Provided passage →
= Beginning of Section =

US Senate Committee on Health, Education, Labor, & Pensions

At the HELP Committee Hearing

Wednesday, August 04, 2010Kate Cyrul/Bergen Kenny 202-224-3254

“This is the second in a series of hearings by this Committee focusing on the growing federal investment in for-profit colleges and universities.  

“This industry has grown at an extraordinary pace.  Over the last ten years, enrollment has increased from 600,000 students to two million students.  Federal financial aid to students at for-profits has ballooned from $4.6 billion a decade ago to more than $23 billion, today.  The question is: what is driving the explosive growth in this industry?  And are students – and U.S. taxpayers – getting good value for the billions of dollars they are investing in these schools?     

“In our first hearing, in June, this Committee heard testimony from witnesses about the pressures for-profit companies face to relentlessly enroll more students in order to increase profits and – in the case of publicly traded companies – to meet the expectations of investors.  The Committee issued a report showing that, in order to boost recruitment, many publicly traded for-profit schools spend huge sums of Title IV dollars – taxpayer dollars – on TV advertisements, billboards, phone solicitation and web marketing, and as we will see shortly, an aggressive sales staff.   According to the Chairman’s report, an analysis of the eight publicly traded schools shows that, on average, they spend 31 percent of revenues on recruiting and marketing.  

“This spending by for-profit schools sets them radically apart from other colleges.  By contrast, community colleges typically spend just one or two percent on marketing – a tiny fraction of the money spent by publicly traded for-profits.

= End of Section =

Instructions →
- 1) From the hearing statement on for-profit colleges, copy the passage starting at "Wednesday, August 04, 2010Kate" and ending at "in these schools?".
- 2) Carry the hearing statement on for-profit colleges forward from its final sentence.

[Saved entries]
= Beginning of Section =

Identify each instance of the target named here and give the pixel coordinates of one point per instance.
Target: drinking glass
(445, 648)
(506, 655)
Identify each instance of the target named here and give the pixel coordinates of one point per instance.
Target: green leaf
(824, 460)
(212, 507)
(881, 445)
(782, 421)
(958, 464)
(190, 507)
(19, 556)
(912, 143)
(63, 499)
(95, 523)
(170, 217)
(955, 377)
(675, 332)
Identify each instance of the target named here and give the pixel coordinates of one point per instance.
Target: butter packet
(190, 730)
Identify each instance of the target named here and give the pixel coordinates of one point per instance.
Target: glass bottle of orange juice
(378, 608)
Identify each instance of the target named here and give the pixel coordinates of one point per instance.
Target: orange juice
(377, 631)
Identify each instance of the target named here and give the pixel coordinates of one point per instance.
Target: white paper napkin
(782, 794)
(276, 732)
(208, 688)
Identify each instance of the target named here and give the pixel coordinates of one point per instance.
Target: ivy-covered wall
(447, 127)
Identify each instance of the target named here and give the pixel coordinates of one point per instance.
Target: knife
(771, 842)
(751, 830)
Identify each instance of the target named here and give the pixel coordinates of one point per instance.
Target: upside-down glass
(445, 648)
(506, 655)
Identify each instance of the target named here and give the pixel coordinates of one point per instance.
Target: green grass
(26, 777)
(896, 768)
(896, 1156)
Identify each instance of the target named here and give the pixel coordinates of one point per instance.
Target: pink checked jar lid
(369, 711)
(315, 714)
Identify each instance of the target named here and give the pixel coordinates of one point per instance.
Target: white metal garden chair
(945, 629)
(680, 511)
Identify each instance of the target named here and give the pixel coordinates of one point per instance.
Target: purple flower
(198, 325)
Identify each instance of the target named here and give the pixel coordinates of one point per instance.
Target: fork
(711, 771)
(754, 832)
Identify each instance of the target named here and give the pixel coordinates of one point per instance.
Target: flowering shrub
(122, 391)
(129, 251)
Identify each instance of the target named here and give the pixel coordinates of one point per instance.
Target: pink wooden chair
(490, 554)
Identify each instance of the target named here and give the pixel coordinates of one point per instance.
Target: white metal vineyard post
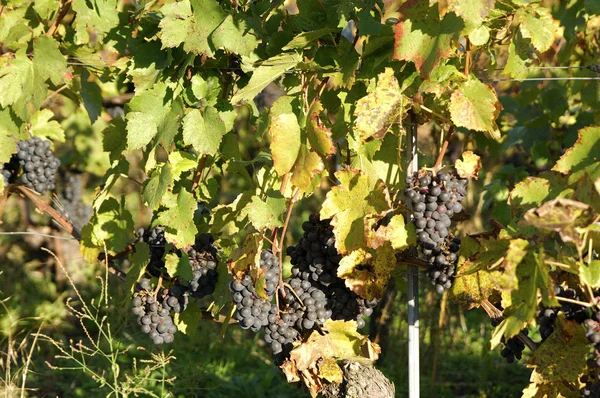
(413, 290)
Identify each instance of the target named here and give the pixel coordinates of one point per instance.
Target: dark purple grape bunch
(76, 211)
(154, 313)
(434, 200)
(546, 317)
(39, 164)
(155, 238)
(251, 310)
(203, 260)
(315, 257)
(513, 348)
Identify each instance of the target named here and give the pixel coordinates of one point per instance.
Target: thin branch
(577, 302)
(199, 171)
(440, 158)
(61, 14)
(46, 208)
(282, 240)
(468, 57)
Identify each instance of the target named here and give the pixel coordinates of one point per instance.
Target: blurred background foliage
(539, 120)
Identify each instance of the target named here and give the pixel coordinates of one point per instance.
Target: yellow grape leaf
(561, 358)
(349, 203)
(469, 166)
(377, 111)
(318, 134)
(367, 273)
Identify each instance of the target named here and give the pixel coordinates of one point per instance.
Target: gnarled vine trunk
(361, 380)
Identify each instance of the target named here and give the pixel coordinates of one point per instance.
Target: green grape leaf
(378, 110)
(474, 105)
(349, 203)
(304, 39)
(21, 86)
(187, 321)
(516, 65)
(115, 138)
(151, 116)
(480, 36)
(204, 131)
(284, 131)
(585, 152)
(91, 95)
(234, 36)
(139, 261)
(155, 188)
(268, 71)
(307, 166)
(536, 23)
(42, 126)
(317, 133)
(111, 225)
(98, 17)
(564, 216)
(421, 38)
(190, 23)
(44, 8)
(560, 360)
(367, 273)
(181, 162)
(266, 213)
(590, 274)
(178, 220)
(473, 12)
(48, 61)
(179, 266)
(8, 146)
(247, 257)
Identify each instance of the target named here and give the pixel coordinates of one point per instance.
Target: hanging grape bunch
(38, 163)
(252, 311)
(203, 260)
(70, 201)
(154, 313)
(433, 201)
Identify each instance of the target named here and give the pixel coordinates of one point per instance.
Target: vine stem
(568, 300)
(282, 239)
(440, 158)
(61, 14)
(46, 208)
(199, 171)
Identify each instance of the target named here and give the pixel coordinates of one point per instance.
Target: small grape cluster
(74, 208)
(252, 311)
(10, 170)
(203, 259)
(39, 164)
(546, 317)
(154, 313)
(434, 200)
(155, 238)
(513, 348)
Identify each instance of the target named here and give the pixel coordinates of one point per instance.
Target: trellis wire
(413, 290)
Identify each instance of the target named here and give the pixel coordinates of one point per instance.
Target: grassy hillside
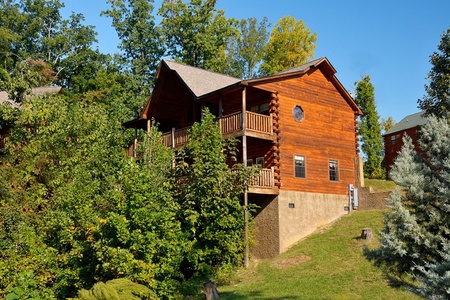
(327, 265)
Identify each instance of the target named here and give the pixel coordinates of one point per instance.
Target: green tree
(140, 39)
(291, 44)
(209, 197)
(369, 129)
(196, 33)
(75, 211)
(437, 100)
(415, 241)
(387, 124)
(245, 51)
(34, 29)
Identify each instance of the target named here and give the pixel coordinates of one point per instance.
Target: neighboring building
(393, 138)
(300, 125)
(4, 100)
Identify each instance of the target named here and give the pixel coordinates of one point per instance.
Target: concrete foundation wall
(370, 200)
(301, 213)
(265, 227)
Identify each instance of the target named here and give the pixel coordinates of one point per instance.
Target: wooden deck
(264, 183)
(259, 126)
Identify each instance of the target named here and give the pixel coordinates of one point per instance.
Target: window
(334, 171)
(300, 166)
(260, 161)
(393, 138)
(260, 109)
(298, 113)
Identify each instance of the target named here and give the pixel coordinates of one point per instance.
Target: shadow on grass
(393, 280)
(249, 295)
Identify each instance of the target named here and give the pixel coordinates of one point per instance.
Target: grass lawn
(327, 265)
(380, 185)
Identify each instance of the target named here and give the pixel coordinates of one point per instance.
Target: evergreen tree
(369, 129)
(290, 45)
(416, 237)
(437, 100)
(209, 196)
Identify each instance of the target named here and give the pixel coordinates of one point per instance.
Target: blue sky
(390, 40)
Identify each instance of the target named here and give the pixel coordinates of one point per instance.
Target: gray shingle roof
(407, 122)
(200, 81)
(303, 67)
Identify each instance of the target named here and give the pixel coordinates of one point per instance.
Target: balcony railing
(230, 124)
(265, 179)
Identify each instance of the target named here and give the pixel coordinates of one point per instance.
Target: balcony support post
(244, 158)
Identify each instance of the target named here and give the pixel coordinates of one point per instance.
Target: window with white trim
(300, 166)
(334, 170)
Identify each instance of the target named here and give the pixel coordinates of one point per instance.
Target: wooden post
(220, 114)
(135, 143)
(244, 158)
(173, 137)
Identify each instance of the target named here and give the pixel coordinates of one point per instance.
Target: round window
(298, 113)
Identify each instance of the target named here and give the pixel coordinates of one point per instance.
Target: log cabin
(299, 125)
(393, 138)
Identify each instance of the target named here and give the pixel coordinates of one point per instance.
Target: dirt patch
(283, 263)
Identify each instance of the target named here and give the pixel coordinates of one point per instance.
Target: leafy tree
(416, 239)
(34, 29)
(387, 124)
(437, 100)
(196, 33)
(209, 197)
(369, 128)
(245, 52)
(75, 211)
(140, 39)
(291, 44)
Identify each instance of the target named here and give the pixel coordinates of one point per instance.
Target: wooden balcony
(263, 183)
(257, 125)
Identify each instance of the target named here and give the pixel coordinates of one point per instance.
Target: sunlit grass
(379, 185)
(327, 265)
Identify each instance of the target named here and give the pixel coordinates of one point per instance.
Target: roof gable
(200, 81)
(318, 64)
(408, 122)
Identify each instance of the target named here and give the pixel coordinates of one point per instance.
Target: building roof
(408, 122)
(39, 91)
(304, 67)
(200, 81)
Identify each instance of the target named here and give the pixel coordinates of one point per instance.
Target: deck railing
(176, 138)
(228, 124)
(265, 179)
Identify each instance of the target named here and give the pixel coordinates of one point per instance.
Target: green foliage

= End of Section =

Numbered answers →
- 1)
Wednesday, August 04, 2010Kate Cyrul/Bergen Kenny 202-224-3254

“This is the second in a series of hearings by this Committee focusing on the growing federal investment in for-profit colleges and universities.  

“This industry has grown at an extraordinary pace.  Over the last ten years, enrollment has increased from 600,000 students to two million students.  Federal financial aid to students at for-profits has ballooned from $4.6 billion a decade ago to more than $23 billion, today.  The question is: what is driving the explosive growth in this industry?  And are students – and U.S. taxpayers – getting good value for the billions of dollars they are investing in these schools?

- 2)
“However numbers only tell a part of a story.  Much can be revealed, too, by the experience that students – perhaps the first in their family to go to college – have when they sit down to talk to a recruiter or admissions officer.  That is why I asked the Government Accountability Office to investigate this key encounter during the recruitment process at for-profit institutions.

“GAO’s findings – and we will hear from the lead investigator shortly – make it disturbingly clear that abuses in for-profit recruiting are not limited to a few rogue recruiters or even a few schools with lax oversight.  To the contrary, the evidence points to a problem that is systemic to the for-profit industry: a recruitment process specifically designed to do whatever it takes to drive up enrollment numbers, more often than not to the disadvantage of students.

“There is a cruel irony, here, that deserves special focus.  One ostensibly admirable aspect of for-profit colleges is that they seek out and enroll large numbers of minority and low-income students, offering them opportunities they wouldn’t otherwise have.  In choosing to enroll in a for-profit college, these students typically go deeply into debt and make other sacrifices, all in search of a better life.  They need information that is clear, complete and honest.  Instead, too often, they are victims of deceptive and/or abusive marketing tactics.  

“In our first hearing, we learned that for-profit schools are enrolling huge numbers of new students, but their total current enrollment numbers show only a small increase – which seems to point to an extremely high drop-out rate.  For example, one publicly traded school had 84,555 students as of March 31st, enrolled 21,673 new students between April 1st and June 30th but ended June with 84,695 students, a gain of only 140 students.  Reports for the past year show that this school turns over between 22 and 25 percent of their student population every three months!  

“Why are such large numbers of students turning over – presumably dropping out?  Are they leaving for-profit schools with debt and no degree?  And how can that be happening in such large numbers?  The testimony, this morning, from Gregory Kutz of the Government Accountability Office will begin to answer these questions.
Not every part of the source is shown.